— Start of RAW RECORDS —
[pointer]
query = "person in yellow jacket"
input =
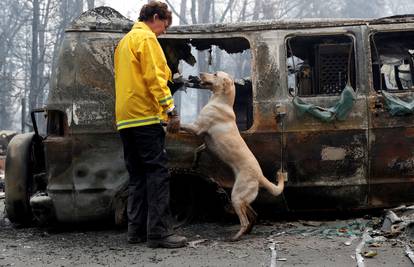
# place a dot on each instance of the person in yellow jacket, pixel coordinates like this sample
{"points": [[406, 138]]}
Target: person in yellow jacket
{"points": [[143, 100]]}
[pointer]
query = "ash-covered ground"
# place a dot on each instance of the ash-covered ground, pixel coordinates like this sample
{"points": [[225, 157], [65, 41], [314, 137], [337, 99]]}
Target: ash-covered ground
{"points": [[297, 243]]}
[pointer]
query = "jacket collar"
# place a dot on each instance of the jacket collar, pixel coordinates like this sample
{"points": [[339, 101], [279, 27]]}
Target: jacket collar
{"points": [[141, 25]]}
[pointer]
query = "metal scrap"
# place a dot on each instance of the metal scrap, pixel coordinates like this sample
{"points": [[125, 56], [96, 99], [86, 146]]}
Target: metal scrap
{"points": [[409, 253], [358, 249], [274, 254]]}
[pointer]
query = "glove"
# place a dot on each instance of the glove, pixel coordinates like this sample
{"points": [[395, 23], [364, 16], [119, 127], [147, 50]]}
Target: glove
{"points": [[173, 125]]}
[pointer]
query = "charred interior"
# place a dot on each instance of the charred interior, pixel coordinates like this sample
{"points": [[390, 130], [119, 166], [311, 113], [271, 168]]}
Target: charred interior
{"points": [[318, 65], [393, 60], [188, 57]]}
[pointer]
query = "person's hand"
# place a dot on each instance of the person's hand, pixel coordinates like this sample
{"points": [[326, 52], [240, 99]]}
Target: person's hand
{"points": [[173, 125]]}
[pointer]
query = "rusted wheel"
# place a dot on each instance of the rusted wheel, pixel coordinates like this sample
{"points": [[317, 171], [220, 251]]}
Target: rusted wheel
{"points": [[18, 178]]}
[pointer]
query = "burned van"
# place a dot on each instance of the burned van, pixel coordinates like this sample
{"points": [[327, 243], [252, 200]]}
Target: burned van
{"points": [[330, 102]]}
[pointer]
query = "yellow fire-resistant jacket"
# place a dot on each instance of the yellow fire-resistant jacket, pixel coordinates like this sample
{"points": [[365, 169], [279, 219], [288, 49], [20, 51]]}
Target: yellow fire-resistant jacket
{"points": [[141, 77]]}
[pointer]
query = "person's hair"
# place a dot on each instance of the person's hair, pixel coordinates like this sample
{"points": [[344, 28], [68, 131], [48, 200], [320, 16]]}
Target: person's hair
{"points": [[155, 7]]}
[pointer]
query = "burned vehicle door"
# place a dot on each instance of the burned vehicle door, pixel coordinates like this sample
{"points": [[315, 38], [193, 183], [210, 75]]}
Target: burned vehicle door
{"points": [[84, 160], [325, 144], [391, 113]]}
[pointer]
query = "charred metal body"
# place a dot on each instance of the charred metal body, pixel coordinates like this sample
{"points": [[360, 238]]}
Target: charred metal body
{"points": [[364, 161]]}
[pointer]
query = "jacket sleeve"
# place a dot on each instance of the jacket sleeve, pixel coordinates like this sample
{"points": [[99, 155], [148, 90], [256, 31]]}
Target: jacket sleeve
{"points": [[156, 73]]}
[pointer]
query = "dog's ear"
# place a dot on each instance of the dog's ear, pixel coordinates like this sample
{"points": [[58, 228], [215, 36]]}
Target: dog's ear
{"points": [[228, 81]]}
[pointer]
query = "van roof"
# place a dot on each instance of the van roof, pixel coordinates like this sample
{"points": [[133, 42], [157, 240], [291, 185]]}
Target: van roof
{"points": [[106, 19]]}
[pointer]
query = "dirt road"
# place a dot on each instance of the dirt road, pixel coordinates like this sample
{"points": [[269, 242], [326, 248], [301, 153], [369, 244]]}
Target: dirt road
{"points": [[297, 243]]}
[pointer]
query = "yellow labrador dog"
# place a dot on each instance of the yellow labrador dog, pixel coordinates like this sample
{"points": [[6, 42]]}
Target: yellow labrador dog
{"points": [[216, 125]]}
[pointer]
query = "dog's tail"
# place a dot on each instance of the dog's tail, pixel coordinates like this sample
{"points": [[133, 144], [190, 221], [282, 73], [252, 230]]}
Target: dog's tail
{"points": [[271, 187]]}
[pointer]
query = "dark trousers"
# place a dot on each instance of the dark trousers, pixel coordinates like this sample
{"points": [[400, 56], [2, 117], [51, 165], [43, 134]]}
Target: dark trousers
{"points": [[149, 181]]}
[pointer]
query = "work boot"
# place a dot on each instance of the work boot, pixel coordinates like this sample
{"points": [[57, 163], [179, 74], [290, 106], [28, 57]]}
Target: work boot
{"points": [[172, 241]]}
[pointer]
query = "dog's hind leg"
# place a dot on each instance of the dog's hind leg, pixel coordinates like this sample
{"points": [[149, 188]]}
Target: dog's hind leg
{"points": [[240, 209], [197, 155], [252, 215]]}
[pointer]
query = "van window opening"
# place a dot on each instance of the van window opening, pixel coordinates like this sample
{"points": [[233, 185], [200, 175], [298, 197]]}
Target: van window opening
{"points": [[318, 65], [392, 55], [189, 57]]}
— End of RAW RECORDS —
#### [DIRECTIVE]
Pictures are to be left out; all else in the entries above is to be quoted exactly.

#### [THE REPLY]
[pointer]
query = "person in yellow jacket"
input =
# place a dot on each instance of the person in yellow jacket, pixel coordinates like this sample
{"points": [[406, 138]]}
Target: person in yellow jacket
{"points": [[143, 100]]}
[pointer]
query = "ash-covered ground"
# place a dot on each instance of the ash-covered ground, pixel coordinates like this sample
{"points": [[225, 157], [65, 41], [314, 137], [337, 99]]}
Target: ash-covered ground
{"points": [[297, 243]]}
[pointer]
query = "jacket collar"
# place a dot on each instance of the jacket collar, pixel coordinates like this sample
{"points": [[339, 101], [279, 27]]}
Target: jacket collar
{"points": [[141, 25]]}
[pointer]
query = "metal scrap"
# place a dot on each instance of the metal scrap, pixel coordinates like this sample
{"points": [[125, 56], [96, 99], [86, 146]]}
Target: metal scrap
{"points": [[409, 253], [358, 249], [274, 254]]}
[pointer]
query = "glove"
# place a dot on each instance of the glove, pixel coordinates like this sample
{"points": [[395, 23], [364, 16], [119, 127], [147, 50]]}
Target: glove
{"points": [[173, 125]]}
[pointer]
query = "charred interior"
# place a dot on each instance of the charred interior, pixel coordinates like this sample
{"points": [[390, 130], [119, 166], [311, 113], [271, 168]]}
Target: charred interior
{"points": [[318, 65], [393, 60], [188, 57]]}
[pointer]
query = "person's hand"
# place a dot on each instance of the person's hand, pixel coordinates like this sample
{"points": [[326, 52], [240, 99]]}
Target: person's hand
{"points": [[173, 125]]}
[pointer]
query = "rusted wheel"
# place a dot on each instance of the rusted wheel, pixel coordinates like this sample
{"points": [[317, 171], [220, 251]]}
Target: rusted wheel
{"points": [[18, 178]]}
[pointer]
query = "burned van"
# place a dot on each instance of the burned van, pixel coordinates like this sample
{"points": [[327, 243], [252, 200]]}
Target: burned van
{"points": [[330, 102]]}
[pointer]
query = "yellow fire-resistant jacket"
# place a dot on each instance of the yellow fire-resistant jacket, pixel coordinates like this sample
{"points": [[365, 169], [279, 219], [288, 49], [20, 51]]}
Target: yellow fire-resistant jacket
{"points": [[141, 77]]}
[pointer]
query = "person's hair"
# place a dot on each instance of the person's hair, pixel coordinates like this sample
{"points": [[344, 28], [68, 131], [48, 200], [320, 16]]}
Target: person's hair
{"points": [[155, 7]]}
[pointer]
query = "burned vehicle door"
# place a dot on each instance of the burned vehicle door, pixel coordinates like this sample
{"points": [[315, 38], [193, 183], [210, 75]]}
Target: burned vehicle door
{"points": [[84, 160], [325, 144], [391, 113]]}
[pointer]
query = "charred metal body"
# place a dot on each instance of the charred metal body, pixel coordinates like this sample
{"points": [[360, 238]]}
Target: charred metal body
{"points": [[364, 161]]}
[pointer]
query = "jacket sleeve"
# place a dot on each instance of the jacket sleeve, pixel coordinates like this sample
{"points": [[99, 155], [148, 90], [256, 31]]}
Target: jacket sleeve
{"points": [[156, 73]]}
[pointer]
query = "dog's ear"
# place a dot on each instance of the dog's ear, pixel coordinates like this sample
{"points": [[58, 228], [215, 36]]}
Target: dog's ear
{"points": [[228, 81]]}
[pointer]
query = "van roof"
# place a dot on each instance of the van roof, pixel coordinates like this sample
{"points": [[133, 42], [157, 240], [291, 185]]}
Target: van roof
{"points": [[106, 19]]}
[pointer]
query = "dirt road"
# place a dot on each instance of the dirt road, pixel coordinates like this sample
{"points": [[269, 242], [326, 248], [301, 153], [369, 244]]}
Target: dirt road
{"points": [[297, 243]]}
[pointer]
query = "yellow labrador dog"
# place a dot on each instance of the yellow labrador dog, pixel coordinates like this sample
{"points": [[6, 42]]}
Target: yellow labrador dog
{"points": [[216, 125]]}
[pointer]
query = "dog's tail"
# place a dot on each instance of the dog's tail, pixel coordinates like this sample
{"points": [[133, 144], [190, 221], [282, 73], [252, 230]]}
Target: dog's tail
{"points": [[271, 187]]}
[pointer]
query = "dark trousers"
# place a dot on each instance of the dark trousers, pixel coordinates like this sample
{"points": [[400, 56], [2, 117], [51, 165], [43, 134]]}
Target: dark trousers
{"points": [[149, 181]]}
[pointer]
query = "work boot"
# place a dot on each instance of the work boot, pixel coordinates like this sample
{"points": [[57, 163], [179, 74], [290, 106], [28, 57]]}
Target: work boot
{"points": [[172, 241]]}
[pointer]
query = "dog's hind leg"
# place a dot on each instance of the dog's hind leg, pixel coordinates like this sample
{"points": [[149, 188]]}
Target: dog's hind leg
{"points": [[240, 209], [197, 155], [252, 215]]}
[pointer]
query = "van window opening"
# place a dot on each instance of the van window opening, pixel coordinates like this sample
{"points": [[233, 185], [200, 175], [298, 197]]}
Target: van window opening
{"points": [[318, 65], [392, 55], [189, 57]]}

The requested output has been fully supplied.